Data for this task —
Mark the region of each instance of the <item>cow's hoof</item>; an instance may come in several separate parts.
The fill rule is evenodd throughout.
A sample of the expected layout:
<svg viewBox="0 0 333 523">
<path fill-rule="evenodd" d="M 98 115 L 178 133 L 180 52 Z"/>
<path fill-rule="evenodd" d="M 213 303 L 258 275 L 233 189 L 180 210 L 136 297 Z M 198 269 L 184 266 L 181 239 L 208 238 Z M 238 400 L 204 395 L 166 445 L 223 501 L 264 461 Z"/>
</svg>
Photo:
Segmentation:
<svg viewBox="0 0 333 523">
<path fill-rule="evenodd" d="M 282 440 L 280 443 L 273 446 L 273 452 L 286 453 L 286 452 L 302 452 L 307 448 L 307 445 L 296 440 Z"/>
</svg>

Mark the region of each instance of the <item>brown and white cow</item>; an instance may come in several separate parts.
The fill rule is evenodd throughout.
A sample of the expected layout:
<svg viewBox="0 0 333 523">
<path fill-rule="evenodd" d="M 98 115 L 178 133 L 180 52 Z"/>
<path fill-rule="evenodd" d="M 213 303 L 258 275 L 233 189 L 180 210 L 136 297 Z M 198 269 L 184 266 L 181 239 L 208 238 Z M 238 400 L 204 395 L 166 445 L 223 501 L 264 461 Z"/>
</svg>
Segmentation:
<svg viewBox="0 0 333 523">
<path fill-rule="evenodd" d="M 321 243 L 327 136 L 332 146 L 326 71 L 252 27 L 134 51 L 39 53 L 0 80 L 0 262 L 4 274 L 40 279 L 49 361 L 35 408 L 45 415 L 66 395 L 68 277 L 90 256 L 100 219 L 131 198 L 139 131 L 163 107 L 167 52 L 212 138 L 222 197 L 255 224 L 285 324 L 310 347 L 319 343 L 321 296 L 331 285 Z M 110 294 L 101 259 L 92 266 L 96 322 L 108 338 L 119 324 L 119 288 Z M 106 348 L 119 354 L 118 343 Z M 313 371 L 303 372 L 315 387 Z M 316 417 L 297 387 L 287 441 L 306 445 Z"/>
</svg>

The exercise — Copy every one of the lines above word for word, from the first through the last.

Output —
Mark the region of each instance of the <item>cow's hoof</item>; an instance may come in several separate parts.
The fill rule is evenodd throughout.
A sample of the expected layout:
<svg viewBox="0 0 333 523">
<path fill-rule="evenodd" d="M 98 115 L 178 133 L 180 52 Z"/>
<path fill-rule="evenodd" d="M 213 303 L 258 275 L 233 189 L 180 210 L 136 297 Z M 198 269 L 184 266 L 181 239 L 208 238 Z M 238 400 L 204 395 L 166 445 L 223 501 L 264 461 Z"/>
</svg>
Photo:
Segmentation:
<svg viewBox="0 0 333 523">
<path fill-rule="evenodd" d="M 282 440 L 280 443 L 273 446 L 273 452 L 286 453 L 286 452 L 302 452 L 307 448 L 307 445 L 296 440 Z"/>
</svg>

Mark the region of each instance of the <item>brown and white cow</item>; an instance may come in several separate parts.
The fill rule is evenodd throughout.
A sample of the expected layout:
<svg viewBox="0 0 333 523">
<path fill-rule="evenodd" d="M 98 115 L 178 133 L 180 52 Z"/>
<path fill-rule="evenodd" d="M 213 303 L 258 275 L 233 189 L 180 210 L 136 297 Z M 198 269 L 184 266 L 181 239 L 208 238 Z M 238 400 L 204 395 L 166 445 L 223 501 L 264 461 Z"/>
</svg>
Segmentation:
<svg viewBox="0 0 333 523">
<path fill-rule="evenodd" d="M 321 243 L 327 136 L 332 146 L 326 71 L 252 27 L 134 51 L 39 53 L 0 80 L 0 262 L 4 274 L 40 279 L 49 361 L 35 408 L 45 415 L 66 395 L 68 277 L 90 256 L 100 219 L 131 198 L 139 131 L 163 107 L 167 52 L 212 138 L 222 197 L 255 224 L 285 324 L 310 347 L 319 343 L 321 296 L 331 285 Z M 110 294 L 101 259 L 92 266 L 96 322 L 108 338 L 119 324 L 119 288 Z M 106 348 L 119 354 L 118 343 Z M 313 371 L 303 372 L 315 387 Z M 316 417 L 297 387 L 287 441 L 306 445 Z"/>
</svg>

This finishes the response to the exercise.